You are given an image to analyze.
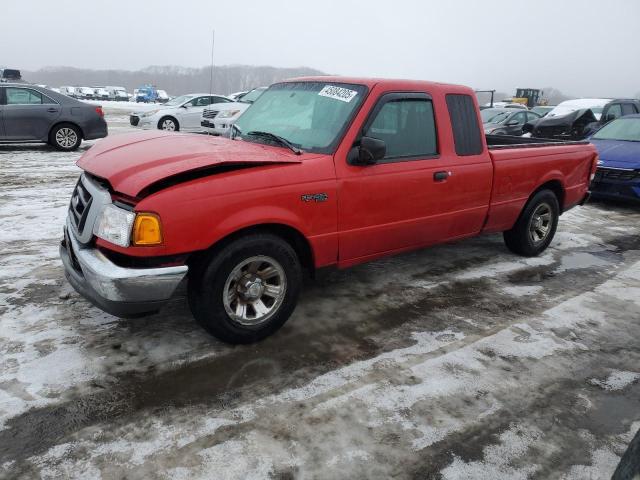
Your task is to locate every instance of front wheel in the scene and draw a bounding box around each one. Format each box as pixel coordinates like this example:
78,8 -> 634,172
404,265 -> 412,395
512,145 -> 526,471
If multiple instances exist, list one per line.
49,123 -> 82,152
158,117 -> 180,132
189,233 -> 302,344
504,190 -> 560,257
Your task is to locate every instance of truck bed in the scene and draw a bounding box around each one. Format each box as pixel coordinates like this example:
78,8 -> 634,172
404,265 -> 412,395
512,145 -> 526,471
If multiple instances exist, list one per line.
485,135 -> 589,150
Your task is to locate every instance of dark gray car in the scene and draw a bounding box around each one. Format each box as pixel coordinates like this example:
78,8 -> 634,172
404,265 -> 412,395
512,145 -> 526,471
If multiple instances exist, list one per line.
0,83 -> 107,151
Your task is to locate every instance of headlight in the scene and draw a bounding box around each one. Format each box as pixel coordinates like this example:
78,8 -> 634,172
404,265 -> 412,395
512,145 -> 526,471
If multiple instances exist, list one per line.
133,213 -> 162,246
218,110 -> 240,118
93,204 -> 136,247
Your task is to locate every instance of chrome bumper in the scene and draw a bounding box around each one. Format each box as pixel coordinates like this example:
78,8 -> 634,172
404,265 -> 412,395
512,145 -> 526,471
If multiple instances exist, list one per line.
60,219 -> 188,317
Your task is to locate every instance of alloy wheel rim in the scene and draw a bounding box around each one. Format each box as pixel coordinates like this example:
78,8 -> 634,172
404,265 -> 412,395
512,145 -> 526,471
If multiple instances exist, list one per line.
529,203 -> 552,244
222,255 -> 287,326
56,127 -> 78,148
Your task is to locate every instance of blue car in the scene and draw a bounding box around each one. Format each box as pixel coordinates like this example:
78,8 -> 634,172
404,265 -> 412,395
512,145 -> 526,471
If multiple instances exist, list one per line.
589,115 -> 640,201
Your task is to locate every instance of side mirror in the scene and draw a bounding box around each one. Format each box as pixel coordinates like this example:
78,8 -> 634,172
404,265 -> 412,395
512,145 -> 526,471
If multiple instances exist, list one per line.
348,137 -> 387,165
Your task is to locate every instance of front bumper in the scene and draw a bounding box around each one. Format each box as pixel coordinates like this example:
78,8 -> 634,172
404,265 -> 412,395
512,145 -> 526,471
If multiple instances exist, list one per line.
590,168 -> 640,201
60,220 -> 188,318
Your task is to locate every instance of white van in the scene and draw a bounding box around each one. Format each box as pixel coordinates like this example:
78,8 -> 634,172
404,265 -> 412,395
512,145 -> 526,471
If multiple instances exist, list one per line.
91,87 -> 109,100
104,86 -> 129,102
60,86 -> 78,98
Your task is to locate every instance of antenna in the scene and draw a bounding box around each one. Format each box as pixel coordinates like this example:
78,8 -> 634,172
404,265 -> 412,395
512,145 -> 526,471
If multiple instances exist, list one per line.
209,29 -> 216,94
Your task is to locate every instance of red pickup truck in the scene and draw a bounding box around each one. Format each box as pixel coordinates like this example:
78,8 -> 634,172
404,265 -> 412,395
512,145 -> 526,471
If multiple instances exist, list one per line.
60,77 -> 597,343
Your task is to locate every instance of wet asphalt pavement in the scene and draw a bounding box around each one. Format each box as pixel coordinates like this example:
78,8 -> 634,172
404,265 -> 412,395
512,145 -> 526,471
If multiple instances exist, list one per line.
0,112 -> 640,479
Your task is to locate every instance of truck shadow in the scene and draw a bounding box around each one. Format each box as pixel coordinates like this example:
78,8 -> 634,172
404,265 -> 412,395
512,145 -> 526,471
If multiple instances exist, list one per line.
0,228 -> 640,470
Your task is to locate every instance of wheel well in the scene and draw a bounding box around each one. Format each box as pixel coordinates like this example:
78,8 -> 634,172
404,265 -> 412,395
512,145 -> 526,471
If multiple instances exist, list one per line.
49,122 -> 84,140
157,115 -> 180,128
190,223 -> 315,276
529,180 -> 564,213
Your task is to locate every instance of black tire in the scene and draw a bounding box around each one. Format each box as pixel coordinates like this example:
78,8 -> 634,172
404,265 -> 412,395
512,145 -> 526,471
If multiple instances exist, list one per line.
503,190 -> 560,257
188,233 -> 302,344
158,116 -> 180,132
49,123 -> 82,152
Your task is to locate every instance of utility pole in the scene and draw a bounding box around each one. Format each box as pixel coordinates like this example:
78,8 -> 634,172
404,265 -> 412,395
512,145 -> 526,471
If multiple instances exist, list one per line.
209,29 -> 216,93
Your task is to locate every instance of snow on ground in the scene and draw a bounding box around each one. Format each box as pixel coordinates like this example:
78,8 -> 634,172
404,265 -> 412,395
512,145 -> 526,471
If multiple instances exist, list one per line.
0,114 -> 640,480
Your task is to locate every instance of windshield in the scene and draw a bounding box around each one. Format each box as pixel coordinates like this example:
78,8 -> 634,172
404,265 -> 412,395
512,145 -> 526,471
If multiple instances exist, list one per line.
236,82 -> 367,153
238,87 -> 267,103
483,110 -> 513,123
158,92 -> 193,107
591,118 -> 640,142
480,108 -> 504,123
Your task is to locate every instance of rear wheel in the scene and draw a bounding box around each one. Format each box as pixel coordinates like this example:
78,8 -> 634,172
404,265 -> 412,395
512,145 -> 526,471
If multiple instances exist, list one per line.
189,234 -> 302,343
158,117 -> 180,132
49,123 -> 82,152
504,190 -> 560,257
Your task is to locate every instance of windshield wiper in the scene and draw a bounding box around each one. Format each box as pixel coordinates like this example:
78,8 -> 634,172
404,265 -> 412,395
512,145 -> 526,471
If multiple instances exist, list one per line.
247,130 -> 302,155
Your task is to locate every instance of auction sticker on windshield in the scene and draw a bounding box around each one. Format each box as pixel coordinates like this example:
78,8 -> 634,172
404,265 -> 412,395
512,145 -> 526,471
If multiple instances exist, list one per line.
318,85 -> 358,103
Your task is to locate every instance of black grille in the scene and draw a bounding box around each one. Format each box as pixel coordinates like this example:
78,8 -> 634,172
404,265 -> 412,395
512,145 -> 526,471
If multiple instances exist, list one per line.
69,177 -> 93,235
594,168 -> 640,182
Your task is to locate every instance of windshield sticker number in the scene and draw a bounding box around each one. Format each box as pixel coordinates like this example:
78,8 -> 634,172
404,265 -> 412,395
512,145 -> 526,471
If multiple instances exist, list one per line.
318,85 -> 358,103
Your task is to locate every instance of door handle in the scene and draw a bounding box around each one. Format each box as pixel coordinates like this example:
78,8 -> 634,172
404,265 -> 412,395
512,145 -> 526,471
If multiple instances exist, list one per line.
433,170 -> 451,182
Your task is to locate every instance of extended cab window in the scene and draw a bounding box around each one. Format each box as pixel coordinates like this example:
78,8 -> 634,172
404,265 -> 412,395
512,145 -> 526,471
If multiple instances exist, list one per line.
447,94 -> 483,156
363,94 -> 438,161
6,87 -> 53,105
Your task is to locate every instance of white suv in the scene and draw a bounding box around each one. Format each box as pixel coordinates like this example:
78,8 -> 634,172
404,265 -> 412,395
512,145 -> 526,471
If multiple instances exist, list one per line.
200,87 -> 268,135
129,93 -> 232,132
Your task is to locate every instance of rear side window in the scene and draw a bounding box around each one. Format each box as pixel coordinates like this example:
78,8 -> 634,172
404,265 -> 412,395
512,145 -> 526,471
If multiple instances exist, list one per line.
363,94 -> 438,162
447,94 -> 482,156
6,87 -> 44,105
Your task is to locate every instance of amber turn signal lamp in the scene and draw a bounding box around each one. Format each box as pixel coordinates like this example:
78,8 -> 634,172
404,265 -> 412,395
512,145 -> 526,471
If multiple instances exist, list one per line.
133,213 -> 162,246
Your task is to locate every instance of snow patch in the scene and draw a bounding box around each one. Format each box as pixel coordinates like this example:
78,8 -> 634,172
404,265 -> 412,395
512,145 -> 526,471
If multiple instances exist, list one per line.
589,371 -> 640,392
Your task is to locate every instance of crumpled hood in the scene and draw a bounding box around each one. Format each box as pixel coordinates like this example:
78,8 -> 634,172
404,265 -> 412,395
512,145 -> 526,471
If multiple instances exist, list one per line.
77,131 -> 302,197
590,138 -> 640,170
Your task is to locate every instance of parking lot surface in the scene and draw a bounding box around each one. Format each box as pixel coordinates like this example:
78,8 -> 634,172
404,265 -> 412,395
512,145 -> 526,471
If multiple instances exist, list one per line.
0,111 -> 640,479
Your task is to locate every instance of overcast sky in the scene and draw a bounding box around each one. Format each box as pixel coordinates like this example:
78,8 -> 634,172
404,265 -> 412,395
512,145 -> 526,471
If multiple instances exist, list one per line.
5,0 -> 640,97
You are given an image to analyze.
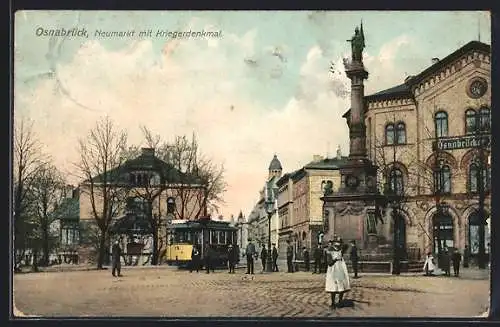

____________

Instruction: Render the part of the entries above that opens with the line containing "Your task is to locate every instance of side" and closes with the line containing "60,220 -> 188,318" (both lines included) as a numbered list with one line per item. Omit blank lines.

Response to the exercise:
1. Your task is to locate every instance of side mirror in the scene and draw a bounding box around each one. Format each box as pixel coordinates like this example:
2. 78,8 -> 634,172
3. 404,265 -> 412,395
4. 512,145 -> 526,471
5. If multiple instances exist, list one per line.
6. 348,137 -> 387,165
7. Your task is to locate every instance of front bumper in the scene and draw a bounding box around each one. Format each box as pixel coordinates like this example:
8. 78,8 -> 634,172
9. 404,265 -> 412,395
10. 512,145 -> 526,471
11. If multiple instances exist, list one per line.
12. 590,168 -> 640,201
13. 60,220 -> 188,318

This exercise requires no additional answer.